------ INPUT
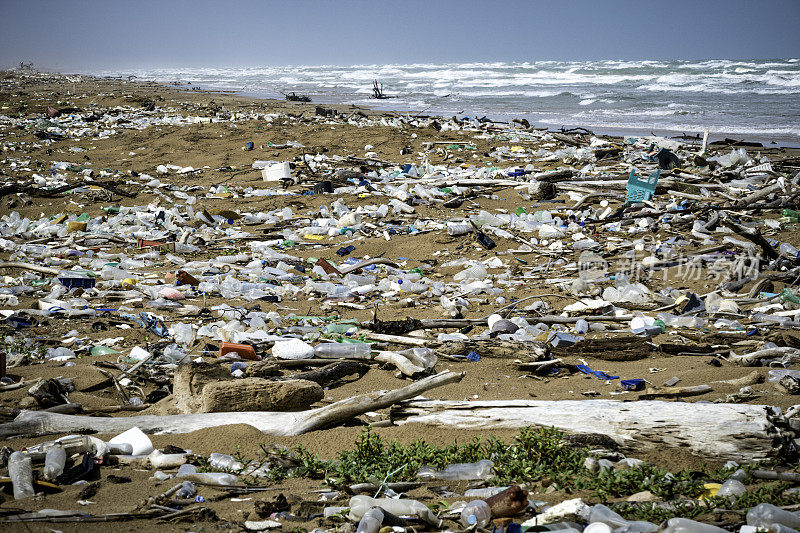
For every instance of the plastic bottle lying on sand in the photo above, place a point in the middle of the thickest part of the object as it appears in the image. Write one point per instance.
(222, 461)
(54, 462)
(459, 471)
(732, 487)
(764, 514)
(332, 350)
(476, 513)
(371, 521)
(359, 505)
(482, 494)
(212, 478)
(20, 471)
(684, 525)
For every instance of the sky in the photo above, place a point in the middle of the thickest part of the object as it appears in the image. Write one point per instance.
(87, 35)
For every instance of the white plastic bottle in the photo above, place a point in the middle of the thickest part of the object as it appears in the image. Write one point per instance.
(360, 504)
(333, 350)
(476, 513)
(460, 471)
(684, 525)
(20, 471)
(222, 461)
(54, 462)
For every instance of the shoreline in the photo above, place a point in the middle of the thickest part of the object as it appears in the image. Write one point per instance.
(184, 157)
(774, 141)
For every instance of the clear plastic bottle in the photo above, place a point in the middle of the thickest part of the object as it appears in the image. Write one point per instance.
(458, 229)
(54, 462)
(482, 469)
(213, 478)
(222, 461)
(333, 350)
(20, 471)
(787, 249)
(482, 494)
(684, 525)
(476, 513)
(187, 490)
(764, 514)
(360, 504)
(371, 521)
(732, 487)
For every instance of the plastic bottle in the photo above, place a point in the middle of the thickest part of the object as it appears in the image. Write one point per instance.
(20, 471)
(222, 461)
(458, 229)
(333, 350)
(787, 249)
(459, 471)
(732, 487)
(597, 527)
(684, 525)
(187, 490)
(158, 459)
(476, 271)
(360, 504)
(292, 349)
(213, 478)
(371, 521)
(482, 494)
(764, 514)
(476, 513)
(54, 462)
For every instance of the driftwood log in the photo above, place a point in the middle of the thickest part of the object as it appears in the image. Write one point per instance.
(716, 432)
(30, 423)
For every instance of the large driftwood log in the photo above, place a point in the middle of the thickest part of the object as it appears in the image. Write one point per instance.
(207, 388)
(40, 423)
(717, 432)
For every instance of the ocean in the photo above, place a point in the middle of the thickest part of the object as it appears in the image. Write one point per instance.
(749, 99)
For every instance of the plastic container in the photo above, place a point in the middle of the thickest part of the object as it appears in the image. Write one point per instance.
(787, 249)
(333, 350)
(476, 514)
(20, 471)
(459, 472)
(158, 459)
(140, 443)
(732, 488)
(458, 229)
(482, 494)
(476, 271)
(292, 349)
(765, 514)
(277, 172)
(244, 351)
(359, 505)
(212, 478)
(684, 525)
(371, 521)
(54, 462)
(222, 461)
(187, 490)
------------
__INSTRUCTIONS TO FOLLOW__: Each record above should be copied character for character, with pictures dropped.

__THE ANSWER__:
For every instance of the plastic bottle lying on sand in the photo above, place a point in the middle of the thickest part of the object as it appears in the image. Write one point per instance.
(222, 461)
(54, 462)
(459, 471)
(732, 487)
(764, 514)
(332, 350)
(476, 513)
(371, 521)
(359, 505)
(482, 494)
(212, 478)
(20, 471)
(684, 525)
For every instance of the sky in the photo above, place a point in the middle of the thickest part of the object as it appears in the image. Write one point per instance.
(87, 35)
For every instance of the white plastic bottle in the photo above, place a point in the middle of the thickest part of the object as it appears in the image. Write one point per instance.
(360, 504)
(333, 350)
(476, 513)
(460, 471)
(684, 525)
(20, 471)
(222, 461)
(54, 462)
For every instance of the shoreline in the photo above, place a point in the middle of the thickest part of the object as it appears in the image. Write one point per instance.
(184, 157)
(774, 141)
For every instance of the clear plastic bottle in the photo above, place a point in the middle of the thickest part of the object as it appears in the image. Write one point per instance.
(458, 229)
(54, 462)
(482, 469)
(213, 478)
(222, 461)
(333, 350)
(20, 471)
(787, 249)
(482, 494)
(684, 525)
(476, 513)
(187, 490)
(764, 514)
(360, 504)
(371, 521)
(732, 487)
For every instance of the plastic bottle in the photo above, place a point in the middle of the thickest part of the object as it appears in the image. Write one point per instance.
(20, 471)
(222, 461)
(458, 229)
(333, 350)
(787, 249)
(459, 471)
(732, 487)
(597, 527)
(684, 525)
(187, 490)
(158, 459)
(476, 271)
(360, 504)
(292, 349)
(213, 478)
(371, 521)
(482, 494)
(764, 514)
(476, 513)
(54, 462)
For every instance of the driftwood log in the photo above, place a point in the middle of the thickest part of the object as it appears in the image. Write one point per instance.
(716, 432)
(30, 423)
For every instance of the large driftwood log in the photo above, place a point in the middle of the thickest part of the object as it appears in the image. Write one point per instance.
(207, 388)
(40, 423)
(717, 432)
For every instance of the ocean in the photo above, place a point in the middle of the thickest part of the object as it appears in the image. Write one point per instance.
(749, 99)
For every instance of the plastic container in the photo above, place a point in the middle of the thickest part of the object as it appears in the image. Write one point per instance.
(787, 249)
(333, 350)
(476, 514)
(20, 471)
(459, 472)
(158, 459)
(140, 443)
(732, 488)
(458, 229)
(482, 494)
(476, 271)
(292, 349)
(765, 514)
(277, 172)
(244, 351)
(359, 505)
(212, 478)
(684, 525)
(371, 521)
(54, 462)
(222, 461)
(187, 490)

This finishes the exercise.